→ **Exercise details**: From the listing below, copy out word for word the lines beginning with the one that contains "In the picture above, where can the flag" and running through the one that contains "(1030, 571)", including both of those lines. Omit the pictures from your answer.

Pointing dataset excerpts
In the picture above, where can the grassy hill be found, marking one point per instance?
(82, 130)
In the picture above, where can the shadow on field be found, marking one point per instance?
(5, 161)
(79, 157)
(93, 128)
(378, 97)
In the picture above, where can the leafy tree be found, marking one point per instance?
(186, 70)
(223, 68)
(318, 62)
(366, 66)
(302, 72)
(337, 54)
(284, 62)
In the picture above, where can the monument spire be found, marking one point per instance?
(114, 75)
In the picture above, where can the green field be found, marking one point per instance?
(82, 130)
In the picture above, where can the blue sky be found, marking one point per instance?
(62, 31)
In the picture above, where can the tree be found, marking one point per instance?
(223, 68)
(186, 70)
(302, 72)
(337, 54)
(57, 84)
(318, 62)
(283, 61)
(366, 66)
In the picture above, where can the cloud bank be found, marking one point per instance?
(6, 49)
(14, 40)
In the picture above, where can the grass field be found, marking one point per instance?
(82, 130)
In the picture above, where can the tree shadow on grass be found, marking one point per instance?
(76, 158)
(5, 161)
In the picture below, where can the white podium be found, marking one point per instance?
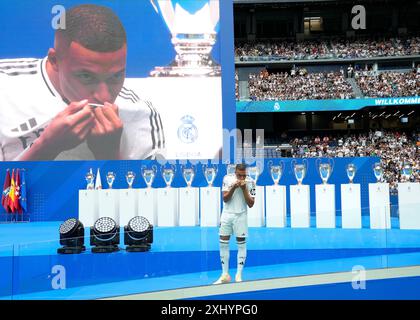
(147, 205)
(351, 208)
(88, 207)
(167, 207)
(300, 211)
(380, 213)
(128, 205)
(256, 213)
(325, 205)
(108, 204)
(275, 206)
(188, 206)
(409, 205)
(210, 206)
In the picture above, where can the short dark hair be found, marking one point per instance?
(241, 166)
(96, 28)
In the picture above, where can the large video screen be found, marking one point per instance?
(112, 80)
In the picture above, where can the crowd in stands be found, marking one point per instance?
(299, 85)
(388, 84)
(392, 147)
(327, 49)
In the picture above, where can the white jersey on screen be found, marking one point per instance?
(28, 103)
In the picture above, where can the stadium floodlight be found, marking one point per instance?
(105, 236)
(138, 235)
(72, 237)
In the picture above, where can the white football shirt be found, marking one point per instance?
(29, 101)
(237, 203)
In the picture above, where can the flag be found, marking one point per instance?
(17, 193)
(98, 183)
(22, 200)
(12, 195)
(5, 193)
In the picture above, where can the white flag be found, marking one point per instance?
(98, 183)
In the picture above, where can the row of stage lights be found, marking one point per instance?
(105, 236)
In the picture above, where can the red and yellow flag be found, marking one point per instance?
(12, 194)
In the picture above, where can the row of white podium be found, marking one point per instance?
(168, 207)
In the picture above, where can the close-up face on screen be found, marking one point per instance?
(106, 80)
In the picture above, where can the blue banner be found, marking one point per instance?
(322, 105)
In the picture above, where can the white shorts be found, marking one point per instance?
(234, 223)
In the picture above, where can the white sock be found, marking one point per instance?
(224, 255)
(241, 255)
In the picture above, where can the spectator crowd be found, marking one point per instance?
(393, 148)
(337, 48)
(299, 85)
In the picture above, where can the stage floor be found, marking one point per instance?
(184, 257)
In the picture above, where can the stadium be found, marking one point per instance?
(312, 103)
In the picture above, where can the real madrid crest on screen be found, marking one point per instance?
(187, 132)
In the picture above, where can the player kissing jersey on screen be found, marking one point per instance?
(73, 104)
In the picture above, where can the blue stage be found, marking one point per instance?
(28, 263)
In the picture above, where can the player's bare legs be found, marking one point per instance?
(224, 258)
(241, 242)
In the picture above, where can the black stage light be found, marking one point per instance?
(72, 237)
(105, 236)
(138, 235)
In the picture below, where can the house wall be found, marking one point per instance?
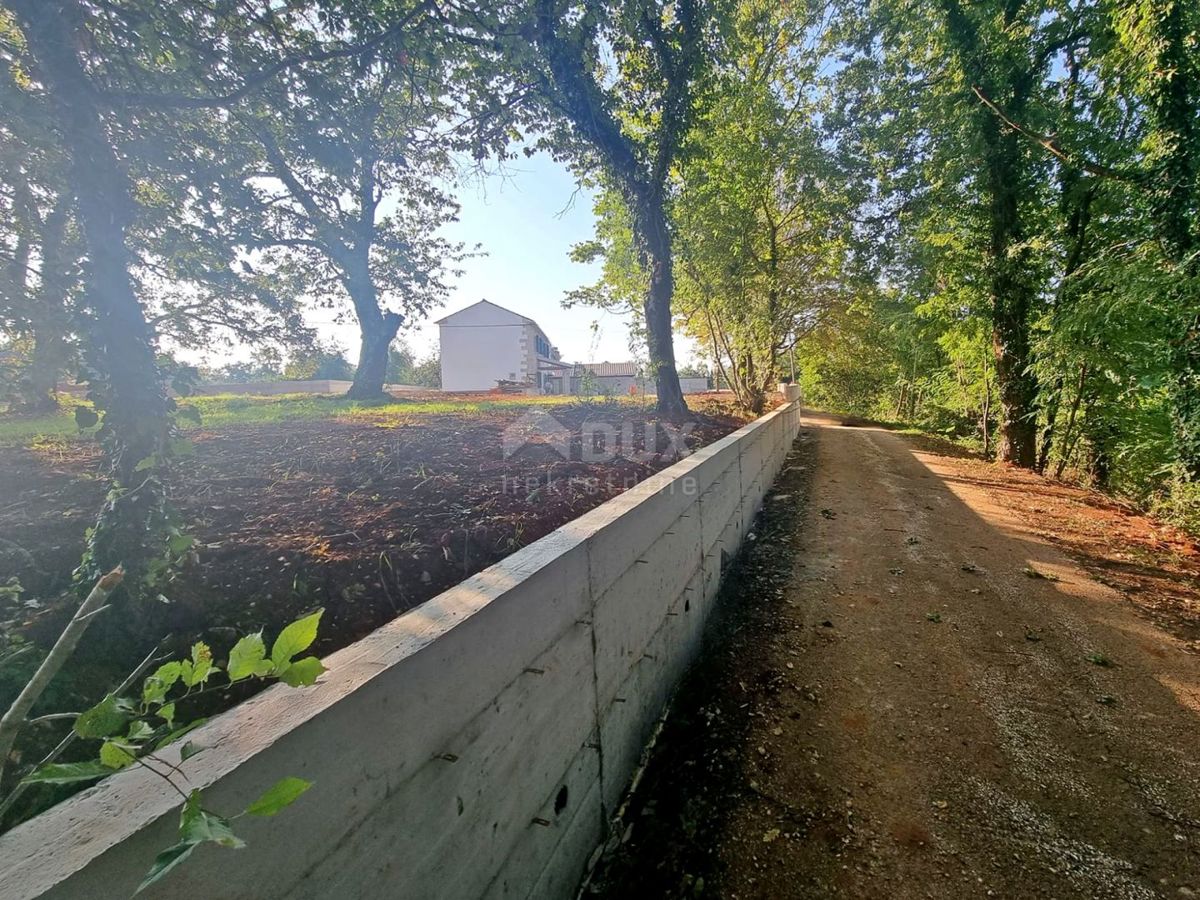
(474, 358)
(472, 748)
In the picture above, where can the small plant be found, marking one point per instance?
(131, 730)
(1030, 571)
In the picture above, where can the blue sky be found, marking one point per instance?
(525, 222)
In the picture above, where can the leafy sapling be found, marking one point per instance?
(132, 731)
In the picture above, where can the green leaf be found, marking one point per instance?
(102, 720)
(66, 773)
(179, 732)
(165, 862)
(197, 825)
(279, 796)
(180, 543)
(191, 413)
(303, 672)
(156, 685)
(295, 637)
(249, 658)
(115, 756)
(139, 730)
(148, 462)
(197, 670)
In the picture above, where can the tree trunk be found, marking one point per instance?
(51, 325)
(372, 371)
(1173, 109)
(653, 233)
(1055, 401)
(377, 329)
(1012, 300)
(133, 401)
(136, 420)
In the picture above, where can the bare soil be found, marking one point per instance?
(922, 688)
(364, 519)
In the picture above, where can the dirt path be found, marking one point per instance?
(919, 699)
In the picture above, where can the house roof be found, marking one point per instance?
(611, 370)
(523, 319)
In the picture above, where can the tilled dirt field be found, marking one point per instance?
(916, 693)
(366, 520)
(363, 519)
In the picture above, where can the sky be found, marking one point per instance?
(525, 222)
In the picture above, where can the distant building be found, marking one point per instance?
(485, 345)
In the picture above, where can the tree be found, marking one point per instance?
(762, 208)
(39, 288)
(137, 421)
(618, 85)
(347, 201)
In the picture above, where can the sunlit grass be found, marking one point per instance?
(234, 409)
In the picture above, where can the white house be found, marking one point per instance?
(486, 343)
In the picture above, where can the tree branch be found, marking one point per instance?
(1134, 177)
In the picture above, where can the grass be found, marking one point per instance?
(232, 409)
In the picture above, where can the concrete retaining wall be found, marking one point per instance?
(473, 748)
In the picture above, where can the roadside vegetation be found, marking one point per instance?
(982, 220)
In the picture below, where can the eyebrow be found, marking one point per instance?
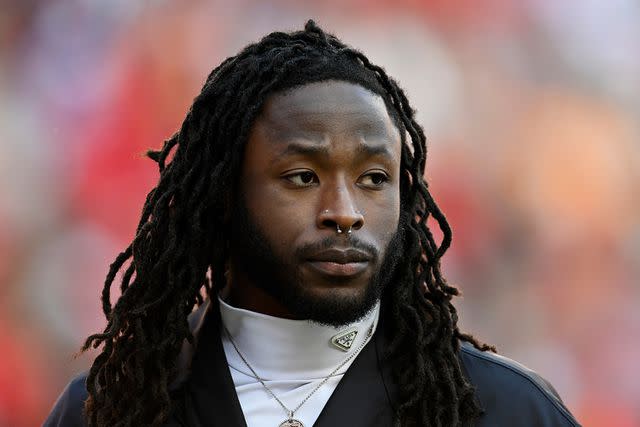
(319, 150)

→ **Result below**:
In the picture above, where can the flag be found, marking one point per instance?
(17, 193)
(98, 183)
(22, 200)
(12, 195)
(5, 193)
In the picture above, where can the white flag be found, marking one point per instance?
(98, 183)
In the picture above, where can the row of stage lights be found, marking one point per instance?
(105, 236)
In the picture above, where can the red and yellow flag be found, marking one point per instance?
(12, 194)
In the picture above, where can the row of white podium be found, marking one point per instance?
(168, 207)
In the picture above, where can the close-up face on screen be found, marking one point per instance?
(106, 80)
In the picture above, where can the blue banner be found, marking one point per instance?
(322, 105)
In the picture above, where can the white shorts be found, marking one point per instance?
(234, 223)
In the picture above, where can the white sock be found, marking one point per instance?
(224, 255)
(241, 255)
In the picture above, where can the spectator crowd be found, marking one point per instance?
(393, 148)
(337, 48)
(299, 85)
In the picture above, where can the stage floor be found, marking one point per instance?
(184, 257)
In the picture above, where can the stadium be found, marking one point per instance?
(312, 103)
In the picture above, where can the real madrid crest on screen be found, marking one point per instance?
(187, 132)
In the picture above, where can the player kissing jersey on screen be found, marking one point per instance?
(73, 104)
In the picture above, where can the blue stage be found, marking one point per instance?
(28, 263)
In the picture above, where can the player's bare legs be found, marking one point per instance?
(224, 258)
(241, 242)
In the picture above, where can the black stage light be found, marking one point per instance?
(72, 237)
(105, 236)
(138, 235)
In the picture below, where can the house wall be found, marking one point per instance?
(474, 358)
(472, 748)
In the picture above, where can the small plant be found, marking one point per instance?
(131, 730)
(1030, 571)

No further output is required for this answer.